Lay out all of the material below as a numbered list, one line per number, with blank lines skipped and the pictures left out.

Records supplied –
───

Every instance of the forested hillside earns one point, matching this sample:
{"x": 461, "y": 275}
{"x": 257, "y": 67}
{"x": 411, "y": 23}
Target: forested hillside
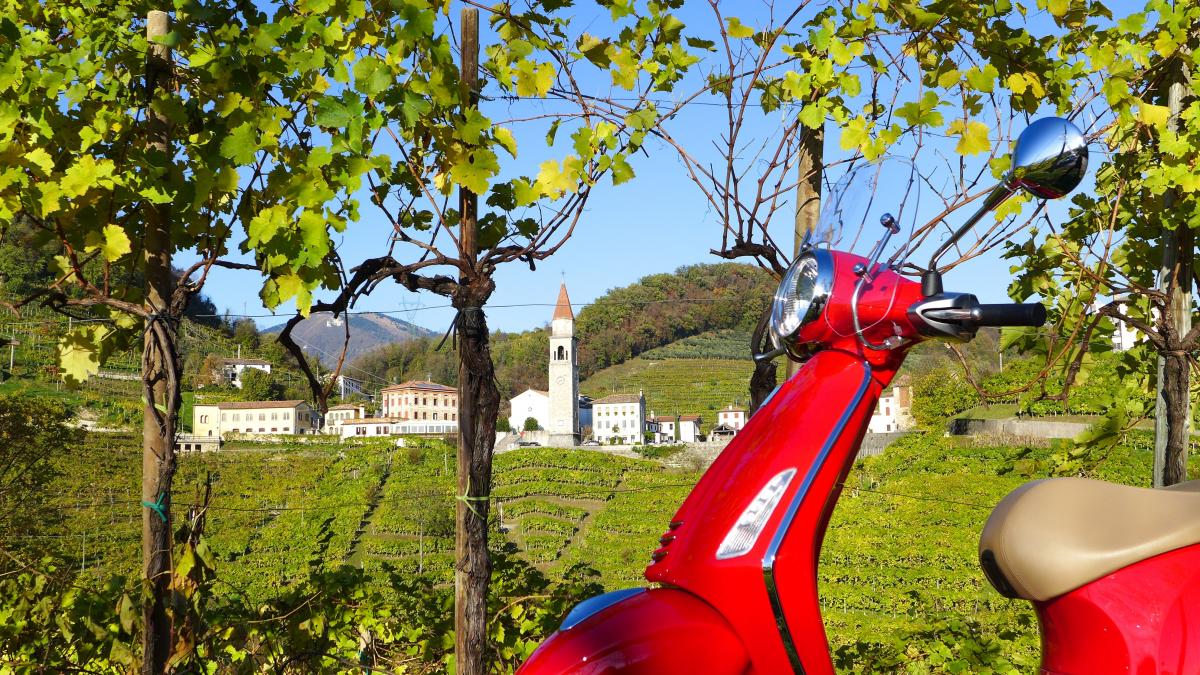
{"x": 655, "y": 311}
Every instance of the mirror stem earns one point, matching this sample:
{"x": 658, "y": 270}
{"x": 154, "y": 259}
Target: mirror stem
{"x": 931, "y": 281}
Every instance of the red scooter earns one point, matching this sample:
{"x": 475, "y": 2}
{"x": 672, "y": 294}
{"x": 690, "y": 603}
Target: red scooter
{"x": 1114, "y": 572}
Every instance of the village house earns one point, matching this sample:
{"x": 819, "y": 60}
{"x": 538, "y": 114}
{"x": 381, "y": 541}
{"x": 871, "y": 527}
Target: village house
{"x": 255, "y": 417}
{"x": 663, "y": 428}
{"x": 367, "y": 426}
{"x": 689, "y": 428}
{"x": 337, "y": 414}
{"x": 731, "y": 418}
{"x": 893, "y": 411}
{"x": 418, "y": 399}
{"x": 621, "y": 417}
{"x": 233, "y": 369}
{"x": 531, "y": 402}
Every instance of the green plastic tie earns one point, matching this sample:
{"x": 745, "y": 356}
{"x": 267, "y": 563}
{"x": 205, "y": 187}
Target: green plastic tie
{"x": 467, "y": 499}
{"x": 159, "y": 507}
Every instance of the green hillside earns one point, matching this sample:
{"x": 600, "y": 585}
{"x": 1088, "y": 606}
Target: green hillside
{"x": 724, "y": 344}
{"x": 677, "y": 386}
{"x": 899, "y": 559}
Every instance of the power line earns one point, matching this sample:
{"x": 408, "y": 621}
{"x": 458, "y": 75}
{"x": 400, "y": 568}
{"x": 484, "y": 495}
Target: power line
{"x": 421, "y": 308}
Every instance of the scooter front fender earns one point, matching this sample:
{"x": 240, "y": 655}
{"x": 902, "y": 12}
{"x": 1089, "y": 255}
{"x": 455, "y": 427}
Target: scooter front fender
{"x": 641, "y": 632}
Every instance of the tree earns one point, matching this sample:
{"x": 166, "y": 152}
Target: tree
{"x": 120, "y": 154}
{"x": 939, "y": 395}
{"x": 259, "y": 386}
{"x": 1126, "y": 255}
{"x": 411, "y": 132}
{"x": 245, "y": 333}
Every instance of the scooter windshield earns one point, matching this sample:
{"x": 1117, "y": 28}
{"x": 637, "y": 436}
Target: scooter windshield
{"x": 861, "y": 196}
{"x": 857, "y": 195}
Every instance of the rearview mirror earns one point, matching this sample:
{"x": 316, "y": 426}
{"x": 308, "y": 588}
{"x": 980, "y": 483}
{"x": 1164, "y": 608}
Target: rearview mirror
{"x": 1049, "y": 160}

───

Expected output –
1. Every instance of the forested hillside earns one point, matching this sample:
2. {"x": 461, "y": 275}
3. {"x": 257, "y": 67}
4. {"x": 411, "y": 23}
5. Target: forested hillside
6. {"x": 655, "y": 311}
7. Every instance of the mirror stem earns one point, matching this sample:
8. {"x": 658, "y": 270}
9. {"x": 154, "y": 259}
10. Target: mirror stem
11. {"x": 931, "y": 281}
12. Every instance of the red scooter earns one point, matching this sample:
13. {"x": 475, "y": 2}
14. {"x": 672, "y": 294}
15. {"x": 690, "y": 603}
16. Target: red scooter
17. {"x": 1114, "y": 572}
18. Every instance of the village house earns one point, matching this sample:
19. {"x": 819, "y": 60}
20. {"x": 538, "y": 114}
21. {"x": 381, "y": 541}
22. {"x": 871, "y": 527}
23. Target: village house
24. {"x": 255, "y": 417}
25. {"x": 663, "y": 428}
26. {"x": 367, "y": 426}
27. {"x": 689, "y": 428}
28. {"x": 337, "y": 414}
29. {"x": 731, "y": 418}
30. {"x": 893, "y": 411}
31. {"x": 418, "y": 399}
32. {"x": 621, "y": 417}
33. {"x": 233, "y": 369}
34. {"x": 531, "y": 402}
35. Every instance of the green plastic tie earns one point, matching this sample:
36. {"x": 745, "y": 356}
37. {"x": 267, "y": 563}
38. {"x": 205, "y": 187}
39. Target: green plastic tie
40. {"x": 467, "y": 499}
41. {"x": 159, "y": 507}
42. Every instance of the green hillside earns one point, matching this sample:
43. {"x": 600, "y": 585}
44. {"x": 1088, "y": 606}
45. Target: green hillside
46. {"x": 724, "y": 344}
47. {"x": 677, "y": 386}
48. {"x": 899, "y": 559}
49. Every instance of the power line earns one point, matching this sample:
50. {"x": 408, "y": 621}
51. {"x": 458, "y": 75}
52. {"x": 400, "y": 568}
53. {"x": 484, "y": 495}
54. Target: power line
55. {"x": 421, "y": 308}
56. Every instance of the scooter front fender earns one point, matching this sample:
57. {"x": 240, "y": 655}
58. {"x": 902, "y": 12}
59. {"x": 1089, "y": 255}
60. {"x": 455, "y": 427}
61. Target: scooter front fender
62. {"x": 641, "y": 632}
63. Every instance of the tree earns one point, matching this sample:
64. {"x": 166, "y": 152}
65. Target: tree
66. {"x": 120, "y": 154}
67. {"x": 939, "y": 395}
68. {"x": 259, "y": 386}
69. {"x": 1126, "y": 255}
70. {"x": 411, "y": 132}
71. {"x": 245, "y": 333}
72. Every instance of the scooter windshield earns one point, matching this sample:
73. {"x": 1117, "y": 28}
74. {"x": 637, "y": 436}
75. Target: scooter windshield
76. {"x": 861, "y": 196}
77. {"x": 857, "y": 195}
78. Every instance of the rearview mirror earns one point, matching this sample:
79. {"x": 316, "y": 426}
80. {"x": 308, "y": 588}
81. {"x": 980, "y": 483}
82. {"x": 1164, "y": 608}
83. Target: rearview mirror
84. {"x": 1049, "y": 160}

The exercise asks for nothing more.